_Task details_. Below are the entries. Transcribe exactly the lines from the one with "Task: produce a" through the one with "box: [142, 193, 162, 221]", ends included, and leave out all others.

##### Task material

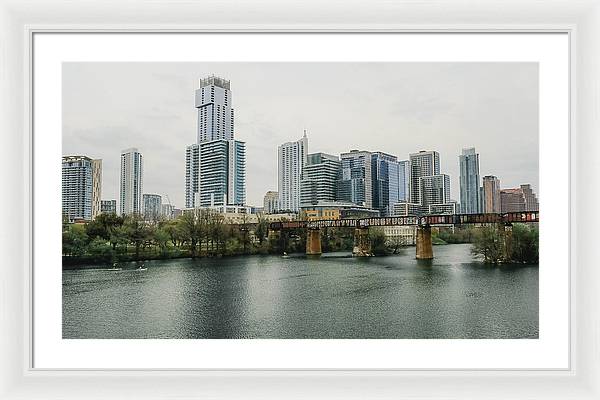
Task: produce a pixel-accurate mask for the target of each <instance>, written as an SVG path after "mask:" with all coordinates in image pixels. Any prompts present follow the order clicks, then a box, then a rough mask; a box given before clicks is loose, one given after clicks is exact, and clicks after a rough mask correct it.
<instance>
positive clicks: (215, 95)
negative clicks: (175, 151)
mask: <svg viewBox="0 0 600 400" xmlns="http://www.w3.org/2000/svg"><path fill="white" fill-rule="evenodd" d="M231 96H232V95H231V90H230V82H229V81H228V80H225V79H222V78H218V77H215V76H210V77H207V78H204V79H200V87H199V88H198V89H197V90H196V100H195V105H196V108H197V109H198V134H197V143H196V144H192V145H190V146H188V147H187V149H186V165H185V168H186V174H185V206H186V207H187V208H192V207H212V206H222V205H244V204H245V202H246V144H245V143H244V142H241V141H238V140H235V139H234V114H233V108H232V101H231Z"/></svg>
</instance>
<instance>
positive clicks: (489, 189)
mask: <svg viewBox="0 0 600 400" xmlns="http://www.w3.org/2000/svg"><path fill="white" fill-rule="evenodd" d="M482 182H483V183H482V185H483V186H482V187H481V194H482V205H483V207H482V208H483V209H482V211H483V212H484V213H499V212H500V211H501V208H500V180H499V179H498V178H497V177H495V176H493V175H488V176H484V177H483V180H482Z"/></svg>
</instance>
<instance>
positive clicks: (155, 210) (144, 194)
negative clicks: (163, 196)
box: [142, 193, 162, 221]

##########
##### Task material

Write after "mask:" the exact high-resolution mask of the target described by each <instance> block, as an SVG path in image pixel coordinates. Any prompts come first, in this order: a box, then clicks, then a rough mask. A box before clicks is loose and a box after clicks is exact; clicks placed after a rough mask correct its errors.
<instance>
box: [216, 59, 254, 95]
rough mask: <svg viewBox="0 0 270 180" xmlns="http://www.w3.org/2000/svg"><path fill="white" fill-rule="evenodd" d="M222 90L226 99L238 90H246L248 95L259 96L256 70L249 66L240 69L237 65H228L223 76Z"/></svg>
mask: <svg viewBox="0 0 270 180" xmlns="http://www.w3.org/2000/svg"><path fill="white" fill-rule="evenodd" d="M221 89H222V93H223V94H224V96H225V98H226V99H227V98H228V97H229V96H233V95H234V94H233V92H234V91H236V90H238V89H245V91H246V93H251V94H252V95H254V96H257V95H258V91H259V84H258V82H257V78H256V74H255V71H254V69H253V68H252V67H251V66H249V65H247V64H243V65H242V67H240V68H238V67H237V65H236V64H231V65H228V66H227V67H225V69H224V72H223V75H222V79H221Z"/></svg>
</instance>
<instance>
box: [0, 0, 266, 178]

##########

_Completed task_.
Task: produce a pixel-accurate mask for the target of each <instance>, written as an SVG path after "mask:" with all coordinates in image pixels. Any prompts present follow the order clicks, then a box, then a rough mask; a box given before clicks is loose, one given after clicks is exact, and clicks after a rough mask correct it.
<instance>
positive clicks: (215, 95)
negative clicks: (175, 151)
mask: <svg viewBox="0 0 600 400" xmlns="http://www.w3.org/2000/svg"><path fill="white" fill-rule="evenodd" d="M231 96H232V95H231V90H230V82H229V81H228V80H225V79H222V78H218V77H215V76H210V77H207V78H204V79H200V87H199V88H198V89H197V90H196V100H195V105H196V108H197V109H198V134H197V143H196V144H192V145H190V146H188V147H187V149H186V165H185V168H186V174H185V206H186V207H187V208H192V207H212V206H222V205H244V204H245V202H246V144H245V143H244V142H241V141H238V140H235V139H234V114H233V108H232V101H231Z"/></svg>
</instance>
<instance>
positive clicks: (489, 189)
mask: <svg viewBox="0 0 600 400" xmlns="http://www.w3.org/2000/svg"><path fill="white" fill-rule="evenodd" d="M482 182H483V183H482V185H483V186H482V187H481V194H482V205H483V207H482V208H483V209H482V211H483V212H484V213H499V212H500V211H501V208H500V180H499V179H498V178H497V177H495V176H493V175H488V176H484V177H483V180H482Z"/></svg>
</instance>
<instance>
positive clicks: (155, 210) (144, 194)
negative clicks: (163, 196)
box: [142, 193, 162, 221]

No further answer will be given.